To my knowledge, no surgical technique other than intraoperative slit-beam observation has been described to visualize the depth of a corneal incision or a lamellar stromal dissection during surgery. To safely obtain deep dissections, a diamond knife equipped with a micrometer may be used to avoid corneal perforation, and the dissection may be extended from the bottom of a keratotomy wound made at planned depth.

During surgery, the depth of corneal incisions and lamellar dissections relative to the corneal thickness may be visualized by creating an optical interface at the posterior corneal surface. For this purpose, the anterior chamber may be filled with a liquid or gas of which the refractive index differs from the cornea, for example air. With a complete air fill of the anterior chamber, the interface between the air and the corneal endothelium, i.e. the posterior corneal surface, was found to be useable a reference plane in four ways.

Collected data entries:

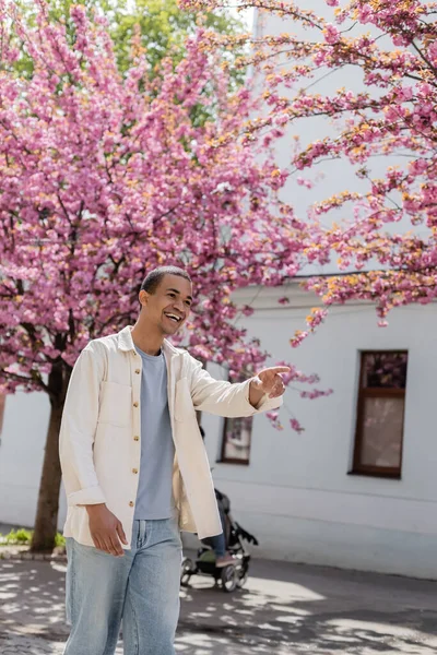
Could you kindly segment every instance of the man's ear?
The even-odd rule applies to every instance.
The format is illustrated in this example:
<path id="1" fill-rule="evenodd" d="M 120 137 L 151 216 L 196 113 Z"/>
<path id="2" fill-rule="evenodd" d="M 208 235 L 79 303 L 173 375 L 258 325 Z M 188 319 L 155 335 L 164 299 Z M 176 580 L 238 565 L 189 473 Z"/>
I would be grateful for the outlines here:
<path id="1" fill-rule="evenodd" d="M 141 289 L 138 299 L 140 300 L 140 305 L 141 307 L 145 307 L 147 305 L 147 300 L 149 300 L 149 294 L 147 291 L 144 291 L 144 289 Z"/>

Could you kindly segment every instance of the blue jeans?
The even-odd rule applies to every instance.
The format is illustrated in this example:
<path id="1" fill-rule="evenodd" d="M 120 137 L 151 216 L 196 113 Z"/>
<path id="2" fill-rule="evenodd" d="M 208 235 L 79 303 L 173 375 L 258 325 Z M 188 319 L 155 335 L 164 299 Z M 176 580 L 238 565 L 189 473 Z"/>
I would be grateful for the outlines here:
<path id="1" fill-rule="evenodd" d="M 114 655 L 122 620 L 125 655 L 175 655 L 182 545 L 177 519 L 134 521 L 117 558 L 67 539 L 64 655 Z"/>

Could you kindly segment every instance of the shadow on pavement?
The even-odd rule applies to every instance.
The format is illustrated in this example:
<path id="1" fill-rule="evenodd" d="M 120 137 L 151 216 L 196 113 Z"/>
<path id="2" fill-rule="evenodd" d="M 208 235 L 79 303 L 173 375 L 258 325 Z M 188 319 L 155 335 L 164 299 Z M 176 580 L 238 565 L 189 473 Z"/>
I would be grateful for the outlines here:
<path id="1" fill-rule="evenodd" d="M 181 591 L 178 654 L 436 653 L 437 583 L 269 561 L 250 574 L 234 594 L 200 576 Z M 61 647 L 63 586 L 62 564 L 0 562 L 0 652 L 5 635 Z"/>

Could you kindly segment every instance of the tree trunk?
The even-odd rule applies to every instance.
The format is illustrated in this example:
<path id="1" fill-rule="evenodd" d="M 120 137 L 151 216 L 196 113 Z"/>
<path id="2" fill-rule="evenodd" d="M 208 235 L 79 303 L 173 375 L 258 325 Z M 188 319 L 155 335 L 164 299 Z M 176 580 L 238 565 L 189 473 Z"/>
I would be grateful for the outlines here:
<path id="1" fill-rule="evenodd" d="M 44 452 L 43 474 L 39 484 L 38 505 L 34 535 L 31 544 L 33 552 L 51 551 L 58 527 L 59 490 L 61 486 L 61 465 L 59 462 L 59 430 L 68 379 L 62 364 L 54 365 L 49 376 L 50 419 L 48 424 L 46 448 Z"/>

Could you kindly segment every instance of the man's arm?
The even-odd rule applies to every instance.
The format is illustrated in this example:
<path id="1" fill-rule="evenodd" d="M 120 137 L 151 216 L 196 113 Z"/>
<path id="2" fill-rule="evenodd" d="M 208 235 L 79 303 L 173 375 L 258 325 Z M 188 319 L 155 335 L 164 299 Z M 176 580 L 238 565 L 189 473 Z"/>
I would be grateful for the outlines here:
<path id="1" fill-rule="evenodd" d="M 68 504 L 86 507 L 96 548 L 121 556 L 120 539 L 127 544 L 126 536 L 120 521 L 105 504 L 93 458 L 103 377 L 103 356 L 96 346 L 88 346 L 71 373 L 59 436 L 59 456 Z"/>
<path id="2" fill-rule="evenodd" d="M 59 434 L 59 456 L 69 505 L 105 502 L 93 460 L 103 371 L 98 350 L 87 347 L 71 373 Z"/>

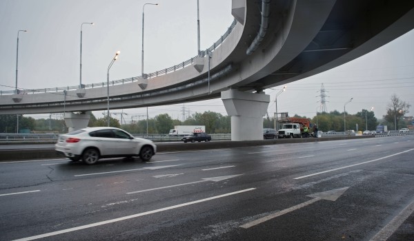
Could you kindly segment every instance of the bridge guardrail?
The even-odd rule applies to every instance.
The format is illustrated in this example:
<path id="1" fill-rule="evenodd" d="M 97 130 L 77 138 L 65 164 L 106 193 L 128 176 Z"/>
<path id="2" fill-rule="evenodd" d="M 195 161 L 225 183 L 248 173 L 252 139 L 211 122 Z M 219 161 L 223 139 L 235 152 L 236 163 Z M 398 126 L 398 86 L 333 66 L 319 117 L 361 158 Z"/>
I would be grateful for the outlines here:
<path id="1" fill-rule="evenodd" d="M 144 74 L 146 75 L 146 77 L 148 78 L 151 78 L 153 77 L 159 76 L 160 75 L 167 74 L 169 72 L 175 72 L 177 70 L 182 69 L 184 67 L 186 67 L 189 65 L 193 64 L 193 63 L 194 62 L 194 60 L 195 59 L 197 59 L 199 56 L 204 57 L 205 56 L 207 55 L 207 53 L 208 52 L 214 51 L 219 45 L 220 45 L 221 44 L 221 43 L 223 43 L 224 41 L 224 40 L 227 38 L 227 36 L 228 36 L 228 35 L 230 35 L 230 33 L 234 29 L 237 23 L 237 21 L 236 20 L 236 19 L 234 19 L 233 23 L 231 23 L 230 27 L 228 27 L 228 28 L 227 29 L 227 31 L 226 31 L 226 32 L 223 35 L 221 35 L 220 39 L 219 39 L 219 40 L 217 40 L 216 42 L 215 42 L 213 44 L 213 45 L 211 45 L 211 47 L 208 48 L 207 50 L 200 51 L 200 52 L 199 53 L 198 55 L 197 55 L 187 61 L 183 61 L 182 63 L 180 63 L 179 64 L 174 65 L 172 67 L 167 67 L 167 68 L 165 68 L 161 70 L 158 70 L 158 71 L 156 71 L 152 73 Z M 130 83 L 130 82 L 132 83 L 132 82 L 134 82 L 134 81 L 137 81 L 138 80 L 141 80 L 141 79 L 143 79 L 143 76 L 131 77 L 131 78 L 123 78 L 123 79 L 120 79 L 120 80 L 117 80 L 117 81 L 110 81 L 110 84 L 112 84 L 112 86 L 115 85 L 123 85 L 126 83 Z M 103 81 L 102 83 L 82 85 L 83 85 L 82 87 L 84 88 L 103 87 L 106 86 L 106 84 L 107 84 L 107 81 Z M 75 90 L 77 90 L 79 87 L 79 85 L 73 85 L 73 86 L 66 86 L 66 87 L 53 87 L 53 88 L 18 90 L 20 92 L 20 94 L 37 94 L 37 93 L 47 93 L 47 92 L 57 92 L 59 91 L 63 91 L 63 90 L 67 90 L 67 91 Z M 0 96 L 4 95 L 4 94 L 15 94 L 14 92 L 15 92 L 14 90 L 0 90 Z"/>

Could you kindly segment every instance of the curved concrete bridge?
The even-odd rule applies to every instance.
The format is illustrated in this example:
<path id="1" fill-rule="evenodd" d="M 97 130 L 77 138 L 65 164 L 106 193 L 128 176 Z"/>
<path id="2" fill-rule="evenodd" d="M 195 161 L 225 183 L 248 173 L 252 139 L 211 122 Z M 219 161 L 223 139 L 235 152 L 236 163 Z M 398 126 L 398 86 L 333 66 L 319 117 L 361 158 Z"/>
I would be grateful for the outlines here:
<path id="1" fill-rule="evenodd" d="M 232 140 L 262 139 L 262 117 L 270 102 L 264 89 L 339 66 L 414 28 L 413 1 L 233 0 L 232 5 L 237 22 L 218 47 L 172 72 L 166 69 L 112 84 L 110 108 L 221 97 L 231 116 Z M 0 113 L 106 109 L 104 85 L 2 94 Z M 66 113 L 66 120 L 76 129 L 87 125 L 88 115 Z"/>

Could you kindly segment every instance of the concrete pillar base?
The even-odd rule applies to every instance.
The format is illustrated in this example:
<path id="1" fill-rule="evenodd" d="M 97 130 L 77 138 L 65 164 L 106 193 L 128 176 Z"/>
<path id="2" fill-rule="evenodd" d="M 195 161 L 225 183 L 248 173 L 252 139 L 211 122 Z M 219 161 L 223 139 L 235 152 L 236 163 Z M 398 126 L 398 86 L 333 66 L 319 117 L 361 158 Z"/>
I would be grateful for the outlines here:
<path id="1" fill-rule="evenodd" d="M 270 102 L 268 94 L 229 90 L 221 100 L 231 116 L 231 140 L 263 140 L 263 116 Z"/>
<path id="2" fill-rule="evenodd" d="M 89 114 L 65 113 L 65 123 L 68 128 L 68 132 L 87 127 L 90 118 Z"/>

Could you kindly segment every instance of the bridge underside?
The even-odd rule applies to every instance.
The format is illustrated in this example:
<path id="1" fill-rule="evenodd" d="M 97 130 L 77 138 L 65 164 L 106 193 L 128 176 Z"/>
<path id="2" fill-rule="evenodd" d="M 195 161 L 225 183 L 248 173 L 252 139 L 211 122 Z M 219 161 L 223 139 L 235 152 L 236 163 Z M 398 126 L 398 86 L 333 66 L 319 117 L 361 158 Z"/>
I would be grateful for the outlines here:
<path id="1" fill-rule="evenodd" d="M 235 133 L 235 140 L 253 136 L 262 138 L 264 114 L 253 112 L 256 109 L 250 107 L 247 109 L 252 109 L 254 117 L 253 114 L 233 112 L 239 105 L 255 106 L 259 102 L 260 108 L 264 108 L 266 101 L 260 101 L 262 97 L 257 96 L 261 94 L 257 94 L 263 90 L 339 66 L 414 28 L 414 1 L 233 0 L 232 4 L 237 23 L 210 54 L 200 56 L 191 65 L 147 80 L 144 89 L 137 82 L 110 86 L 110 109 L 221 97 L 232 116 L 232 138 L 233 131 L 239 132 Z M 241 94 L 244 92 L 246 95 Z M 259 101 L 250 101 L 252 96 Z M 0 112 L 11 114 L 103 110 L 107 100 L 106 87 L 64 93 L 2 95 Z M 256 120 L 246 120 L 250 118 Z M 238 127 L 233 128 L 233 125 Z M 256 132 L 260 129 L 260 137 L 248 132 L 252 128 L 246 128 L 247 125 L 254 126 Z"/>

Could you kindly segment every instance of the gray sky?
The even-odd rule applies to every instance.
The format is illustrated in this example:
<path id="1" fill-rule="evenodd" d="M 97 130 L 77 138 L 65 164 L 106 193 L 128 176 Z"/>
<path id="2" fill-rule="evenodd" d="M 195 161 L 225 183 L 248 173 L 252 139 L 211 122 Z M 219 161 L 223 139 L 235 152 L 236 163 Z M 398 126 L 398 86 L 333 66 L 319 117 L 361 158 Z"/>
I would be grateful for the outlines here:
<path id="1" fill-rule="evenodd" d="M 79 83 L 80 30 L 82 40 L 82 83 L 106 81 L 112 58 L 121 51 L 110 69 L 110 79 L 141 75 L 142 6 L 145 7 L 144 72 L 153 72 L 197 55 L 196 0 L 1 0 L 0 1 L 0 90 L 15 85 L 16 47 L 19 43 L 21 89 L 77 85 Z M 210 47 L 233 21 L 231 1 L 199 0 L 201 48 Z M 378 118 L 386 114 L 391 96 L 414 105 L 414 30 L 358 59 L 318 75 L 287 85 L 277 97 L 279 112 L 313 117 L 319 111 L 318 91 L 324 83 L 328 112 L 355 114 L 374 107 Z M 275 96 L 283 86 L 266 90 L 275 112 Z M 213 111 L 226 115 L 221 99 L 184 105 L 186 115 Z M 414 115 L 411 107 L 409 116 Z M 120 112 L 121 110 L 113 110 Z M 124 109 L 146 114 L 146 108 Z M 152 107 L 148 115 L 168 113 L 182 119 L 183 105 Z M 102 112 L 94 112 L 99 118 Z M 48 114 L 33 115 L 48 118 Z M 117 116 L 119 118 L 119 116 Z M 130 117 L 126 116 L 127 120 Z"/>

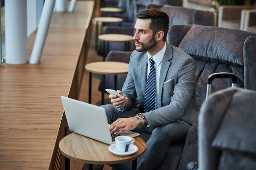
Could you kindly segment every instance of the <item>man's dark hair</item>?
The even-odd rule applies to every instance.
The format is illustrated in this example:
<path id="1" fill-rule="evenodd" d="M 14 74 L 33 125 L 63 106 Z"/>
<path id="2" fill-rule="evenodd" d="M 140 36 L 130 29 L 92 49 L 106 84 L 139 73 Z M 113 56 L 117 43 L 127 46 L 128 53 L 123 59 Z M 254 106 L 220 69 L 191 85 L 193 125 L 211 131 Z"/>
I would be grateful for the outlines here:
<path id="1" fill-rule="evenodd" d="M 164 11 L 153 8 L 142 11 L 136 15 L 138 19 L 149 19 L 151 21 L 149 28 L 153 31 L 153 35 L 157 32 L 163 31 L 164 33 L 163 40 L 165 41 L 169 29 L 169 16 Z"/>

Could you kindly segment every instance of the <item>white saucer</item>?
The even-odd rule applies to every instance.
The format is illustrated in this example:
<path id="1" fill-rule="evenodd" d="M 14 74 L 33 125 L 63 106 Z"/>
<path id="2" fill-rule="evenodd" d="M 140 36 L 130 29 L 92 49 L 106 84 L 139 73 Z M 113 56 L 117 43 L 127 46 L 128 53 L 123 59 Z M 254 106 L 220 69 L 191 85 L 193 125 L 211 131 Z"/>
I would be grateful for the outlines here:
<path id="1" fill-rule="evenodd" d="M 119 152 L 117 149 L 116 144 L 112 144 L 108 147 L 108 150 L 112 153 L 117 155 L 127 156 L 134 154 L 138 150 L 138 147 L 132 144 L 130 146 L 130 149 L 128 152 Z"/>

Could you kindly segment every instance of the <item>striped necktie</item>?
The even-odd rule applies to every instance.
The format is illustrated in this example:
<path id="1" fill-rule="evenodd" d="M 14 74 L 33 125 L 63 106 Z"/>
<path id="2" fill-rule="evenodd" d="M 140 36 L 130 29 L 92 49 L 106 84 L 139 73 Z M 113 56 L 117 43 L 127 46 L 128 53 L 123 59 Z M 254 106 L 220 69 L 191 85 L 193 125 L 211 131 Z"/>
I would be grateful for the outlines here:
<path id="1" fill-rule="evenodd" d="M 147 79 L 146 85 L 145 95 L 145 104 L 144 111 L 149 112 L 155 109 L 155 62 L 153 57 L 149 59 L 150 62 L 150 71 Z"/>

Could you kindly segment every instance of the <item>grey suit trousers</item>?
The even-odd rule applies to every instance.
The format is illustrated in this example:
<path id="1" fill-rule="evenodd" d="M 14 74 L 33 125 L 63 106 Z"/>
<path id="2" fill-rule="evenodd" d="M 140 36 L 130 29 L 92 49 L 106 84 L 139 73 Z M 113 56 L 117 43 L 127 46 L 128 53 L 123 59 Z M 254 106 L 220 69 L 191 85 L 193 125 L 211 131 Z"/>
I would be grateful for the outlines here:
<path id="1" fill-rule="evenodd" d="M 130 117 L 136 116 L 137 113 L 143 113 L 142 110 L 133 108 L 123 113 L 119 113 L 111 104 L 103 105 L 101 107 L 105 109 L 109 124 L 119 118 Z M 146 142 L 145 153 L 138 159 L 137 169 L 155 169 L 164 159 L 171 143 L 185 142 L 191 127 L 191 125 L 189 124 L 178 121 L 158 126 L 155 128 L 152 132 L 145 127 L 142 128 L 138 127 L 134 129 L 133 131 L 137 132 L 151 134 L 149 139 Z M 145 140 L 143 137 L 142 139 Z M 124 166 L 121 165 L 122 170 L 131 169 L 131 166 L 127 165 L 127 163 Z"/>

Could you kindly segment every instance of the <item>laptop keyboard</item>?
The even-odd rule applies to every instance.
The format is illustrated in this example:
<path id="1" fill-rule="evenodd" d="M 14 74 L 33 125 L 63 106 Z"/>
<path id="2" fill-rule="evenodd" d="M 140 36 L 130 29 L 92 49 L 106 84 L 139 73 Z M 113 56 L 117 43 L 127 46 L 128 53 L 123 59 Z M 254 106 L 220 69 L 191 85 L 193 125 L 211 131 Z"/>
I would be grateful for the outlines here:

### Directions for this task
Reproduce the stretch of the corneal surgery text from "To my knowledge, no" through "at planned depth.", substituting "steel blade" for "diamond knife".

### Response area
To my knowledge, no surgical technique other than intraoperative slit-beam observation has been described to visualize the depth of a corneal incision or a lamellar stromal dissection during surgery. To safely obtain deep dissections, a steel blade equipped with a micrometer may be used to avoid corneal perforation, and the dissection may be extended from the bottom of a keratotomy wound made at planned depth.